Below are some records. Print exactly the lines between the one holding "Find the ceiling air" and the one holding "Find the bird's tail;", inclusive, and nothing else.

══════════════════════════════

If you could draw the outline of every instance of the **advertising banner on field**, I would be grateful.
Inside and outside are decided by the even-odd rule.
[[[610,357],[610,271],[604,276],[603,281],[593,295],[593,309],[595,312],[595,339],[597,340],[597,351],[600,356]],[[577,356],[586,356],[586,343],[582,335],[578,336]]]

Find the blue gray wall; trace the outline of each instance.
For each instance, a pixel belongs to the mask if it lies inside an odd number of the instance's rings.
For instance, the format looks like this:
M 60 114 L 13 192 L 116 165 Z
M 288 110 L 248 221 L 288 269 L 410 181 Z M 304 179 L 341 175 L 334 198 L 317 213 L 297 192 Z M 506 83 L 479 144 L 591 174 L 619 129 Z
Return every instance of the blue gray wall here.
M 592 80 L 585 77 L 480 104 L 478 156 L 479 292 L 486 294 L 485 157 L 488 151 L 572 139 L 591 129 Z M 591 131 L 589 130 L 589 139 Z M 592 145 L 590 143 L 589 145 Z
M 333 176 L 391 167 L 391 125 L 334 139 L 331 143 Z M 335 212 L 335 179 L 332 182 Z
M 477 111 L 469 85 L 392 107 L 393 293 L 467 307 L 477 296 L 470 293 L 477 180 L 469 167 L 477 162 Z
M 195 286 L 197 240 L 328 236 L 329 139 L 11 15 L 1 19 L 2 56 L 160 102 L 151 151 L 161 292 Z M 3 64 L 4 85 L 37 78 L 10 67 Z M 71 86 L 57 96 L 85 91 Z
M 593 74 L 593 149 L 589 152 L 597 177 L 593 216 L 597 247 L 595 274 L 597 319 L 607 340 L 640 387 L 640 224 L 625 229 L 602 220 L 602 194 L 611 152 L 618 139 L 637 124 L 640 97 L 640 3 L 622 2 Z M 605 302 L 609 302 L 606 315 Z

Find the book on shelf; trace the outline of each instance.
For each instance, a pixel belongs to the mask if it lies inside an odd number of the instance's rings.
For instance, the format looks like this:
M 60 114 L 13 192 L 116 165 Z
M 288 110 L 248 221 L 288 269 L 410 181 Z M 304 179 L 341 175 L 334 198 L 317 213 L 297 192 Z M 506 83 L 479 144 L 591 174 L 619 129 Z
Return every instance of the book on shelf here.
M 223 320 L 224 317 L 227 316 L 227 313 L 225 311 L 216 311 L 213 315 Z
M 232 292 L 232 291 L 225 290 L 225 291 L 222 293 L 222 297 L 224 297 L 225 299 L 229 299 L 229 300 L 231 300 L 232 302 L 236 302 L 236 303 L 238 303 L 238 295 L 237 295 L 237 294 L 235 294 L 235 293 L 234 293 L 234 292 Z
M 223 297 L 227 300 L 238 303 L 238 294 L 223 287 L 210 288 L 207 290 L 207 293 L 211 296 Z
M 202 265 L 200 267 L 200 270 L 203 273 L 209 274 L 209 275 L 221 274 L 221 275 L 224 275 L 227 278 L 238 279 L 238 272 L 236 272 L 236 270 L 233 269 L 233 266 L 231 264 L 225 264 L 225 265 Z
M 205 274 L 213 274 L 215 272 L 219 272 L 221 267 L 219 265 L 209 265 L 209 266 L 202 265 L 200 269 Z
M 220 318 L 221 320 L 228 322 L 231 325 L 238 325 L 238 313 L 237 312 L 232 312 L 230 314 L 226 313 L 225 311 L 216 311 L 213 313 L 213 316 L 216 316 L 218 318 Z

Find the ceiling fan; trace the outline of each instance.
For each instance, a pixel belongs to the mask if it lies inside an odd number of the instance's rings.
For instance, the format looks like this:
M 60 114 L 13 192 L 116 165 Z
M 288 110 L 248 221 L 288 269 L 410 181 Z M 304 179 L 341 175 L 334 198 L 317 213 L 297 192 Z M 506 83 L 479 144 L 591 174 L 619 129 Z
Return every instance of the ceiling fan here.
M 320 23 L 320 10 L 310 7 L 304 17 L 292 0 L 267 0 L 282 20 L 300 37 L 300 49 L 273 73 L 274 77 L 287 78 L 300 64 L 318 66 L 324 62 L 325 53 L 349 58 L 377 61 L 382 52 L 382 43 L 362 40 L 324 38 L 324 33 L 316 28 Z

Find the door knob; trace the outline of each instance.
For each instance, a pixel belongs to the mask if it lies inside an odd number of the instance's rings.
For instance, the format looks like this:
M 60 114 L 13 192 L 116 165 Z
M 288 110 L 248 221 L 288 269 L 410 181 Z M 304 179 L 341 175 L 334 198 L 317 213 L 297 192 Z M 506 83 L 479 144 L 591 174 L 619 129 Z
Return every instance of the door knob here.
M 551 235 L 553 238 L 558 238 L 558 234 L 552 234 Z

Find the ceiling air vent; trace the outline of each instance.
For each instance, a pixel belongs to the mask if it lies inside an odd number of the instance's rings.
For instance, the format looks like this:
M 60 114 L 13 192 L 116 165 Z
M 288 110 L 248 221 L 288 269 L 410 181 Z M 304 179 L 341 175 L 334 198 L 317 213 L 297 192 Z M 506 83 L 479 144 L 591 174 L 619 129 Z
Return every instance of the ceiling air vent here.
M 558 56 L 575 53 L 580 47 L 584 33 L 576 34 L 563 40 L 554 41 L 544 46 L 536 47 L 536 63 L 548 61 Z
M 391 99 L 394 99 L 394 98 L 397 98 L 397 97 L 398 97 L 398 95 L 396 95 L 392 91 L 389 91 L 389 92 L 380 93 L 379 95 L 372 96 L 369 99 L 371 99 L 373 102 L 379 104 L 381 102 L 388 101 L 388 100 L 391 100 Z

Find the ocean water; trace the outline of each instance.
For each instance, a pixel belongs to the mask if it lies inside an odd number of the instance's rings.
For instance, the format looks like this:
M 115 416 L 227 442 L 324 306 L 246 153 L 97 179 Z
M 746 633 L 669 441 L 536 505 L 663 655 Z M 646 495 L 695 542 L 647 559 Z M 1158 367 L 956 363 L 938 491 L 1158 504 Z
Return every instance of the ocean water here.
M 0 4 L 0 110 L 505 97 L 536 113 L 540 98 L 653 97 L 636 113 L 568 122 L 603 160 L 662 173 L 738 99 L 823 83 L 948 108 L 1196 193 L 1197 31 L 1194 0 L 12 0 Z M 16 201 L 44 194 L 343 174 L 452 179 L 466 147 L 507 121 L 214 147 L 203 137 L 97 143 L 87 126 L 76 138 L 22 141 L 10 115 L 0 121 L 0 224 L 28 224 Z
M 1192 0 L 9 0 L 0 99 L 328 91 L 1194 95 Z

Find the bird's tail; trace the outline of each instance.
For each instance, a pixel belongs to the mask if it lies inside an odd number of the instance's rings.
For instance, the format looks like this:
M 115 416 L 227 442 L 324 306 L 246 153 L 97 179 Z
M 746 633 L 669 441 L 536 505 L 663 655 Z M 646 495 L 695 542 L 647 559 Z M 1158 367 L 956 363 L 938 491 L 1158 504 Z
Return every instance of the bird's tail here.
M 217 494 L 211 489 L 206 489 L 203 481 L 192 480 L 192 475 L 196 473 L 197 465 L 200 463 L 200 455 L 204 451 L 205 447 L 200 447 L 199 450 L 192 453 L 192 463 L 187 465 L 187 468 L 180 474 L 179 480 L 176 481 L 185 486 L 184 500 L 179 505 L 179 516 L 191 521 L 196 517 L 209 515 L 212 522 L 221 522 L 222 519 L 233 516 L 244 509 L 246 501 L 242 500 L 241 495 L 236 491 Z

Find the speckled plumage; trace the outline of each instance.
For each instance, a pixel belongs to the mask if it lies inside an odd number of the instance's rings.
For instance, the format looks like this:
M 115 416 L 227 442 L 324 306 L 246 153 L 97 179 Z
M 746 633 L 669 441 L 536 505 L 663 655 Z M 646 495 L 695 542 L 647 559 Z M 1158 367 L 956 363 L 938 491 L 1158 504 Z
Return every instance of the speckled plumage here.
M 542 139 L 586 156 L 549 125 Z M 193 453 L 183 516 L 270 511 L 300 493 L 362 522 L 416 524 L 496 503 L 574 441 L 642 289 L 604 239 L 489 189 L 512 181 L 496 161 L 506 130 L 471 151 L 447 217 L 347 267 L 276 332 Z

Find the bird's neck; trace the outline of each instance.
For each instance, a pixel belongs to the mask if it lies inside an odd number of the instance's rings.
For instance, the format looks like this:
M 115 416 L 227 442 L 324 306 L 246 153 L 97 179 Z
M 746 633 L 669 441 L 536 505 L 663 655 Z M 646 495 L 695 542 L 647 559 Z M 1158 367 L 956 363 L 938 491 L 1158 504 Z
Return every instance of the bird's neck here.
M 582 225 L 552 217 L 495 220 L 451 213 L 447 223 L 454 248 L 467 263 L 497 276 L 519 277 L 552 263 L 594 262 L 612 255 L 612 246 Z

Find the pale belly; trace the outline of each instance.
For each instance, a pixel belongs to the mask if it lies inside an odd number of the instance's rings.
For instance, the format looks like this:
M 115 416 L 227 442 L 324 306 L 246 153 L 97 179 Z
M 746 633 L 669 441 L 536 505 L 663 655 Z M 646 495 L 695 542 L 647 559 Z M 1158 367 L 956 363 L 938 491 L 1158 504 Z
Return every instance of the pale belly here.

══════════════════════════════

▶ **RESPONSE TO THE EXERCISE**
Find the ceiling air vent; trace the outline of each instance.
For each instance, a pixel belongs to the mask if it lies inside an odd number of the instance's rings.
For instance, the format looks like this:
M 60 114 L 13 192 L 116 165 Z
M 288 110 L 248 221 L 288 269 L 410 181 Z M 304 179 L 341 175 L 334 198 L 317 213 L 297 192 Z M 506 83 L 479 144 L 591 174 L 619 129 Z
Return every instance of the ceiling air vent here.
M 558 56 L 575 53 L 580 47 L 584 33 L 576 34 L 563 40 L 554 41 L 544 46 L 536 47 L 536 63 L 548 61 Z
M 391 99 L 394 99 L 394 98 L 397 98 L 397 97 L 398 97 L 398 95 L 396 95 L 392 91 L 389 91 L 389 92 L 380 93 L 379 95 L 372 96 L 369 99 L 371 99 L 373 102 L 379 104 L 381 102 L 388 101 L 388 100 L 391 100 Z

Find the ocean water; trace the outline of each instance.
For each instance, a pixel belongs to the mask if it lies inside an odd number of the instance's rings.
For instance, the format looks like this:
M 115 416 L 227 442 L 324 306 L 246 153 L 97 179 Z
M 746 633 L 669 441 L 536 505 L 663 655 Z M 646 495 L 695 542 L 647 559 Z M 1158 367 L 956 363 L 938 491 L 1158 504 Z
Return every instance of the ocean water here.
M 0 4 L 0 110 L 505 97 L 536 113 L 540 98 L 653 97 L 636 113 L 568 122 L 603 160 L 662 173 L 738 99 L 823 83 L 948 108 L 1196 193 L 1197 31 L 1194 0 L 12 0 Z M 16 201 L 44 194 L 343 174 L 452 179 L 466 147 L 507 121 L 214 147 L 203 137 L 97 143 L 87 126 L 76 138 L 22 141 L 10 115 L 0 121 L 0 224 L 28 224 Z
M 1192 0 L 9 0 L 0 99 L 328 91 L 1194 95 Z

Find the bird's tail; trace the outline of each instance.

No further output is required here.